Data supplied —
** Begin **

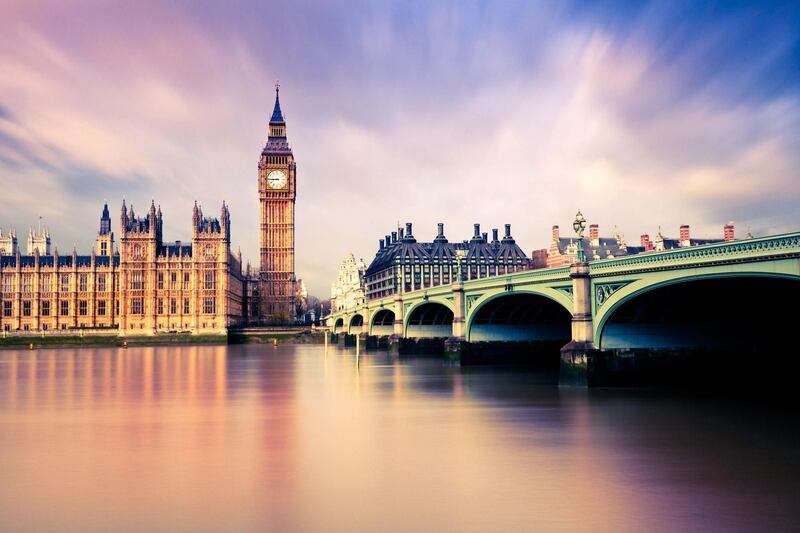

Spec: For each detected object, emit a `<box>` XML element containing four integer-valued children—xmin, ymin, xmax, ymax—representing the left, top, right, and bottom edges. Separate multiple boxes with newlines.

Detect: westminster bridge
<box><xmin>327</xmin><ymin>233</ymin><xmax>800</xmax><ymax>385</ymax></box>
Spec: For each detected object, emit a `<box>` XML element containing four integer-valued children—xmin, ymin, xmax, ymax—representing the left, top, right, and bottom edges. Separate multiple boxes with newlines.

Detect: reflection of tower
<box><xmin>258</xmin><ymin>84</ymin><xmax>296</xmax><ymax>322</ymax></box>
<box><xmin>256</xmin><ymin>355</ymin><xmax>296</xmax><ymax>531</ymax></box>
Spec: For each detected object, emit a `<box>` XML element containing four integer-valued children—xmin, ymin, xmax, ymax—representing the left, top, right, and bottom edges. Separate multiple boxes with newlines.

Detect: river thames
<box><xmin>0</xmin><ymin>345</ymin><xmax>800</xmax><ymax>532</ymax></box>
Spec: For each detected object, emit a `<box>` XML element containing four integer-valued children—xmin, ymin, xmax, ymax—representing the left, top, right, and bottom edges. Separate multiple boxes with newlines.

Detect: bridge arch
<box><xmin>466</xmin><ymin>290</ymin><xmax>572</xmax><ymax>344</ymax></box>
<box><xmin>405</xmin><ymin>300</ymin><xmax>453</xmax><ymax>338</ymax></box>
<box><xmin>369</xmin><ymin>308</ymin><xmax>394</xmax><ymax>336</ymax></box>
<box><xmin>593</xmin><ymin>270</ymin><xmax>800</xmax><ymax>350</ymax></box>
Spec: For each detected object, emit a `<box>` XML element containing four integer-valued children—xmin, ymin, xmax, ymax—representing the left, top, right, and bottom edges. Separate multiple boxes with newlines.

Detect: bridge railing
<box><xmin>589</xmin><ymin>232</ymin><xmax>800</xmax><ymax>273</ymax></box>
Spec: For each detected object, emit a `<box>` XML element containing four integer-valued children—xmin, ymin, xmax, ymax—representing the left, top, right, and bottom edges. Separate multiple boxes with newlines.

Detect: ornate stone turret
<box><xmin>95</xmin><ymin>200</ymin><xmax>114</xmax><ymax>257</ymax></box>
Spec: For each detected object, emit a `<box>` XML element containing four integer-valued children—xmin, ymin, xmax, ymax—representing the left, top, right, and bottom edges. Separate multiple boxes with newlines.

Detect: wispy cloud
<box><xmin>0</xmin><ymin>2</ymin><xmax>800</xmax><ymax>294</ymax></box>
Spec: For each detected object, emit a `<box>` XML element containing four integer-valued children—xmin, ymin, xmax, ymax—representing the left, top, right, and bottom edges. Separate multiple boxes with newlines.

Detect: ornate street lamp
<box><xmin>572</xmin><ymin>209</ymin><xmax>586</xmax><ymax>263</ymax></box>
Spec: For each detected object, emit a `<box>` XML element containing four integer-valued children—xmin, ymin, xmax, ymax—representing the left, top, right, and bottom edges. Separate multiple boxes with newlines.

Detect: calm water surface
<box><xmin>0</xmin><ymin>345</ymin><xmax>800</xmax><ymax>532</ymax></box>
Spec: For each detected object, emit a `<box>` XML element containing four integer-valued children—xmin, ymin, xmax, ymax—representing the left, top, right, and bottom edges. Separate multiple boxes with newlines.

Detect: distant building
<box><xmin>366</xmin><ymin>223</ymin><xmax>530</xmax><ymax>299</ymax></box>
<box><xmin>544</xmin><ymin>222</ymin><xmax>734</xmax><ymax>268</ymax></box>
<box><xmin>331</xmin><ymin>253</ymin><xmax>367</xmax><ymax>311</ymax></box>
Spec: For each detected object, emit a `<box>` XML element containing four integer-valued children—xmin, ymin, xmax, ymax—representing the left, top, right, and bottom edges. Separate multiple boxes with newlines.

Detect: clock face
<box><xmin>267</xmin><ymin>170</ymin><xmax>288</xmax><ymax>189</ymax></box>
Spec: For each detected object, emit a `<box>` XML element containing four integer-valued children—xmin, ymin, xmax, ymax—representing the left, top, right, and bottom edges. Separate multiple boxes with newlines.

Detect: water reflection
<box><xmin>0</xmin><ymin>345</ymin><xmax>800</xmax><ymax>531</ymax></box>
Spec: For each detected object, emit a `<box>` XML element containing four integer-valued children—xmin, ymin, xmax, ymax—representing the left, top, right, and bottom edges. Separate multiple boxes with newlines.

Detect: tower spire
<box><xmin>269</xmin><ymin>81</ymin><xmax>285</xmax><ymax>124</ymax></box>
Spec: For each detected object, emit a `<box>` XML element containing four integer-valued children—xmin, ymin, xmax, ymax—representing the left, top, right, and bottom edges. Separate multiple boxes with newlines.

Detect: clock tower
<box><xmin>258</xmin><ymin>84</ymin><xmax>297</xmax><ymax>323</ymax></box>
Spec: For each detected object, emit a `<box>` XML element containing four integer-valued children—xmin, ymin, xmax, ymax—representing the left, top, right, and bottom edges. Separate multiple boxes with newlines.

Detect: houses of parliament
<box><xmin>0</xmin><ymin>85</ymin><xmax>297</xmax><ymax>336</ymax></box>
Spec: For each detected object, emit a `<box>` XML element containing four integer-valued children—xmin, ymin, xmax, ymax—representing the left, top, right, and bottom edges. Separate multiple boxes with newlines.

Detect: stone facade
<box><xmin>0</xmin><ymin>202</ymin><xmax>244</xmax><ymax>336</ymax></box>
<box><xmin>331</xmin><ymin>253</ymin><xmax>367</xmax><ymax>311</ymax></box>
<box><xmin>256</xmin><ymin>86</ymin><xmax>297</xmax><ymax>323</ymax></box>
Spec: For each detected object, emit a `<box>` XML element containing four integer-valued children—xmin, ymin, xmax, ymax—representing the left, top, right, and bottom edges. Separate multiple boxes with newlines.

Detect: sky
<box><xmin>0</xmin><ymin>0</ymin><xmax>800</xmax><ymax>297</ymax></box>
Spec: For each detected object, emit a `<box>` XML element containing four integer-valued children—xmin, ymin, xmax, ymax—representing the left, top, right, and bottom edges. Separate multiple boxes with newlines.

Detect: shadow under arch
<box><xmin>369</xmin><ymin>309</ymin><xmax>394</xmax><ymax>337</ymax></box>
<box><xmin>466</xmin><ymin>291</ymin><xmax>572</xmax><ymax>344</ymax></box>
<box><xmin>595</xmin><ymin>272</ymin><xmax>800</xmax><ymax>351</ymax></box>
<box><xmin>405</xmin><ymin>302</ymin><xmax>453</xmax><ymax>338</ymax></box>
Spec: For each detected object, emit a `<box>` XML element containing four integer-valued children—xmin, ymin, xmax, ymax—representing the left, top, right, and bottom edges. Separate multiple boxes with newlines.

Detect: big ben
<box><xmin>258</xmin><ymin>84</ymin><xmax>297</xmax><ymax>323</ymax></box>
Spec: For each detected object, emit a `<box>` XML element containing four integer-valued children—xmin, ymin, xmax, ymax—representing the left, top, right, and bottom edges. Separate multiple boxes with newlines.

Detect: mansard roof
<box><xmin>367</xmin><ymin>225</ymin><xmax>528</xmax><ymax>275</ymax></box>
<box><xmin>159</xmin><ymin>242</ymin><xmax>192</xmax><ymax>257</ymax></box>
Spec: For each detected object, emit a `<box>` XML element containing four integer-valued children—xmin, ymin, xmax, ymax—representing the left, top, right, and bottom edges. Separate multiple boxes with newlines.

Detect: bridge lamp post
<box><xmin>572</xmin><ymin>209</ymin><xmax>586</xmax><ymax>263</ymax></box>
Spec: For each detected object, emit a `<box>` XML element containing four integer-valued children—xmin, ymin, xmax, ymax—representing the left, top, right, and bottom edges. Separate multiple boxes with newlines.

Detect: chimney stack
<box><xmin>680</xmin><ymin>224</ymin><xmax>692</xmax><ymax>246</ymax></box>
<box><xmin>589</xmin><ymin>224</ymin><xmax>600</xmax><ymax>247</ymax></box>
<box><xmin>724</xmin><ymin>222</ymin><xmax>736</xmax><ymax>242</ymax></box>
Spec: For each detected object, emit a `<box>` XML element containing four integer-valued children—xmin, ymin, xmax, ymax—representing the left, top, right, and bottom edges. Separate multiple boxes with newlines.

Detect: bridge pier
<box><xmin>387</xmin><ymin>290</ymin><xmax>403</xmax><ymax>355</ymax></box>
<box><xmin>558</xmin><ymin>263</ymin><xmax>597</xmax><ymax>387</ymax></box>
<box><xmin>444</xmin><ymin>276</ymin><xmax>467</xmax><ymax>361</ymax></box>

** End **

Exercise objective — Please locate each line above that contains the word "water" and copy those lines. Uppercase and lowercase count as different, so only lines with that exact case qualify.

Problem solution —
Detect: calm water surface
Detect: water reflection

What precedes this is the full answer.